▶ [Task description]: Rename "query" to "target" in the lines from the start up to and including the line with "(289, 143), (344, 193)", keeping everything else the same. Leave the pictures out of your answer.

Image annotation lines
= = =

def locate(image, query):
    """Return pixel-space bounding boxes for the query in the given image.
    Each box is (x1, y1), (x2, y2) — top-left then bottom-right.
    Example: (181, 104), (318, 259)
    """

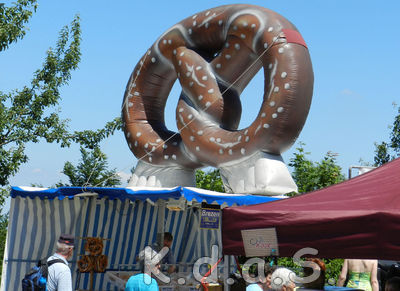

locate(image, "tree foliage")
(289, 143), (344, 193)
(0, 9), (81, 185)
(196, 169), (225, 193)
(57, 147), (121, 187)
(374, 107), (400, 166)
(0, 0), (37, 51)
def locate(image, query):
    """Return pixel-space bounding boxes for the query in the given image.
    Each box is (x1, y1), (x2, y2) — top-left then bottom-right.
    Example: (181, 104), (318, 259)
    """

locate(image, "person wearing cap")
(47, 234), (74, 291)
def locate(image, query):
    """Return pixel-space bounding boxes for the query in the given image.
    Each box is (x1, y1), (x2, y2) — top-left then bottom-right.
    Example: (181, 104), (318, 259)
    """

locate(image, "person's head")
(303, 258), (326, 290)
(56, 234), (75, 259)
(264, 264), (275, 289)
(385, 277), (400, 291)
(271, 268), (296, 291)
(164, 232), (174, 248)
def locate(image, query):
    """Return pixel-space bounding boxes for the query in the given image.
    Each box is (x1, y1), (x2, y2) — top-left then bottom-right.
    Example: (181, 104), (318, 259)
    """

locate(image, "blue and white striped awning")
(11, 187), (279, 206)
(1, 187), (279, 290)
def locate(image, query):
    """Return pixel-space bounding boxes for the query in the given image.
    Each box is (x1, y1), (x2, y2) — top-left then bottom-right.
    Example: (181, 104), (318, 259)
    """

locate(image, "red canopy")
(222, 158), (400, 260)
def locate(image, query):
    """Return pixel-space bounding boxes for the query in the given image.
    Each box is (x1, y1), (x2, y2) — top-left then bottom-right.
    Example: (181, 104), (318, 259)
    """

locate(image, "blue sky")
(0, 0), (400, 186)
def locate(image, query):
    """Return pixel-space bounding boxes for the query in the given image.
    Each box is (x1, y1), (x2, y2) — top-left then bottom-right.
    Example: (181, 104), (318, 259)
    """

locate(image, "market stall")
(222, 159), (400, 260)
(1, 187), (279, 290)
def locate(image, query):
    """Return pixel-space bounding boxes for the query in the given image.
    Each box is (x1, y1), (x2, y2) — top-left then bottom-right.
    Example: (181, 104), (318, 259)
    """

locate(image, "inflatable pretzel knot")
(122, 5), (313, 194)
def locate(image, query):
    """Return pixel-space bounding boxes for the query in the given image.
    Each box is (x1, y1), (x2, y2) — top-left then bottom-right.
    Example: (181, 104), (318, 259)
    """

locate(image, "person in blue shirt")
(125, 249), (160, 291)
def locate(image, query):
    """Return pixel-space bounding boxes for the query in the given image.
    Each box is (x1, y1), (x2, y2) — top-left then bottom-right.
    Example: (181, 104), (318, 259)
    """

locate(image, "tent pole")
(157, 199), (166, 247)
(223, 255), (231, 291)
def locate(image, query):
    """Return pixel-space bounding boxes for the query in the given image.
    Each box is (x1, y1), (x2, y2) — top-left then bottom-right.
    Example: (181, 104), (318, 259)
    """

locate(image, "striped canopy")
(1, 187), (279, 290)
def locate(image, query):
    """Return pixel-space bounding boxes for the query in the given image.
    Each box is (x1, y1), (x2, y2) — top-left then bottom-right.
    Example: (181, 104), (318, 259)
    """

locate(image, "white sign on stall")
(242, 227), (279, 257)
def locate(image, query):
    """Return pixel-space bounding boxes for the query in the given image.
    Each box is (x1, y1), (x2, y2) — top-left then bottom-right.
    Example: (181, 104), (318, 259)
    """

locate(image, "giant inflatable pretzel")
(122, 5), (313, 194)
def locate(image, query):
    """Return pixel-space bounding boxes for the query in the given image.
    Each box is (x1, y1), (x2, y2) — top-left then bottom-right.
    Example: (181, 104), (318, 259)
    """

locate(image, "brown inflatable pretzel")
(122, 5), (313, 169)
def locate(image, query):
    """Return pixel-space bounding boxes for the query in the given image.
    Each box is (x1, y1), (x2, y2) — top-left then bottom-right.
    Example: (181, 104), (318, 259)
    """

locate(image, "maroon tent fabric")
(222, 159), (400, 260)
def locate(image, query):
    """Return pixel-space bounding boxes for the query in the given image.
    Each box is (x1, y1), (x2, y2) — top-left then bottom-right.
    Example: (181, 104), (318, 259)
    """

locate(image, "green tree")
(289, 143), (345, 193)
(374, 107), (400, 166)
(0, 0), (37, 51)
(196, 169), (225, 193)
(57, 147), (121, 187)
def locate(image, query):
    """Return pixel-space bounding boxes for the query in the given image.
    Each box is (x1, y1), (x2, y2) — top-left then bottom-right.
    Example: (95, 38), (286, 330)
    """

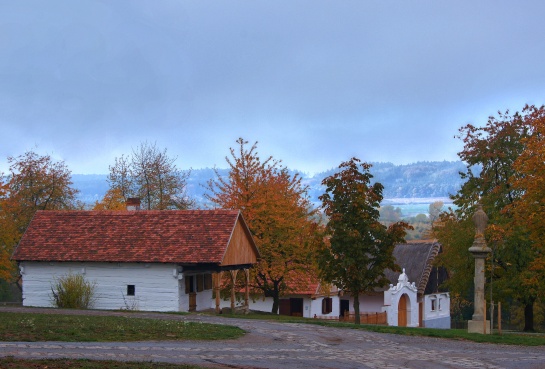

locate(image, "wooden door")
(278, 299), (291, 315)
(290, 297), (303, 316)
(397, 294), (408, 327)
(189, 292), (197, 311)
(340, 300), (350, 318)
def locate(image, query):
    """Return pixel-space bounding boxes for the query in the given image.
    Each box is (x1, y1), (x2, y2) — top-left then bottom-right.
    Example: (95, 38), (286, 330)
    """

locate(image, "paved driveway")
(0, 308), (545, 369)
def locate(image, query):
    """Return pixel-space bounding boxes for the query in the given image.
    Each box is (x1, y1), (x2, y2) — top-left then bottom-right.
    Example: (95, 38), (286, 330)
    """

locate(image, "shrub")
(51, 274), (96, 309)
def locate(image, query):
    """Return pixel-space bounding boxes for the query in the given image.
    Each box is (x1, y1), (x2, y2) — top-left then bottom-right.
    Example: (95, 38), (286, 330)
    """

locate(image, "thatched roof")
(385, 240), (441, 295)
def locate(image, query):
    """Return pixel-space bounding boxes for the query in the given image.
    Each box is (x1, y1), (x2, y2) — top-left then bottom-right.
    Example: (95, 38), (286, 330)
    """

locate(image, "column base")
(467, 320), (490, 334)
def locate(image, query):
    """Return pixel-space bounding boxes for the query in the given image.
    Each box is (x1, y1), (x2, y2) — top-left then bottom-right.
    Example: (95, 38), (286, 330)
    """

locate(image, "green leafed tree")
(434, 106), (543, 331)
(317, 158), (410, 324)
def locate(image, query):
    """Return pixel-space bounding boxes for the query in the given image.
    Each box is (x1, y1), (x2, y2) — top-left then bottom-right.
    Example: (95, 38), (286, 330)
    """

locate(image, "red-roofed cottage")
(13, 210), (259, 311)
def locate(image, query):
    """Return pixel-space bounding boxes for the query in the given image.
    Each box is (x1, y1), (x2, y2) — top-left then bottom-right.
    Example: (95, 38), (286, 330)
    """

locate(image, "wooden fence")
(315, 311), (388, 325)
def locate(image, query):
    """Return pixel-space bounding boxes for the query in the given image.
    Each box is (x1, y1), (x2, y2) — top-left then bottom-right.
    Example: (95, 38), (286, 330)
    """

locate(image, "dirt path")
(0, 307), (545, 369)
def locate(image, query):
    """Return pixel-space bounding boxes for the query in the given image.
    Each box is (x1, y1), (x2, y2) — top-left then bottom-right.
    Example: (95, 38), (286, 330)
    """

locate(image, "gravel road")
(0, 307), (545, 369)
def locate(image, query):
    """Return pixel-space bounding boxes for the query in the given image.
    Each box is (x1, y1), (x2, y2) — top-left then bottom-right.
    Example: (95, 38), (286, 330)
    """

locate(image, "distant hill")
(72, 161), (466, 207)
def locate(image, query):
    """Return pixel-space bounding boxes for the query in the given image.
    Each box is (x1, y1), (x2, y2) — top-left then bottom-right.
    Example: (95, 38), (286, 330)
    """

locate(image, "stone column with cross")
(467, 204), (492, 334)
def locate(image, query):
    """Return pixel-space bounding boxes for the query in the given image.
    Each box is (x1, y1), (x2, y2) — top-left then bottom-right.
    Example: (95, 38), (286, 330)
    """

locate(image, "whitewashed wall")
(20, 262), (178, 311)
(304, 295), (341, 318)
(383, 269), (419, 327)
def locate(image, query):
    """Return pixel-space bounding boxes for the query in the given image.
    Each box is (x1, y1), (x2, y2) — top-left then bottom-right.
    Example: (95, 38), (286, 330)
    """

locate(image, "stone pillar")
(467, 204), (492, 334)
(244, 269), (250, 314)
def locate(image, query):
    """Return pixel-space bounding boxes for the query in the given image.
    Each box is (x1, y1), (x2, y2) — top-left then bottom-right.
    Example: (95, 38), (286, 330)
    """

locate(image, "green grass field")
(0, 312), (244, 342)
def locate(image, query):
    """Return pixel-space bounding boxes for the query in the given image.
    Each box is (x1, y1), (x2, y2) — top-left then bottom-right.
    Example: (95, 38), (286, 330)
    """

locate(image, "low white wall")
(422, 292), (450, 329)
(20, 261), (180, 311)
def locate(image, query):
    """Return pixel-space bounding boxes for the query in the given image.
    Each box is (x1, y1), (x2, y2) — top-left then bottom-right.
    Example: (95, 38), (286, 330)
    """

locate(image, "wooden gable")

= = =

▶ [Output]:
def locate(image, target):
    """Return pixel-space bounding boxes for the target in the given image.
    Each box is (x1, y1), (x2, y2) — top-left then bottom-right.
    Example: (181, 104), (318, 259)
    """


locate(image, "tree foliage")
(289, 143), (344, 193)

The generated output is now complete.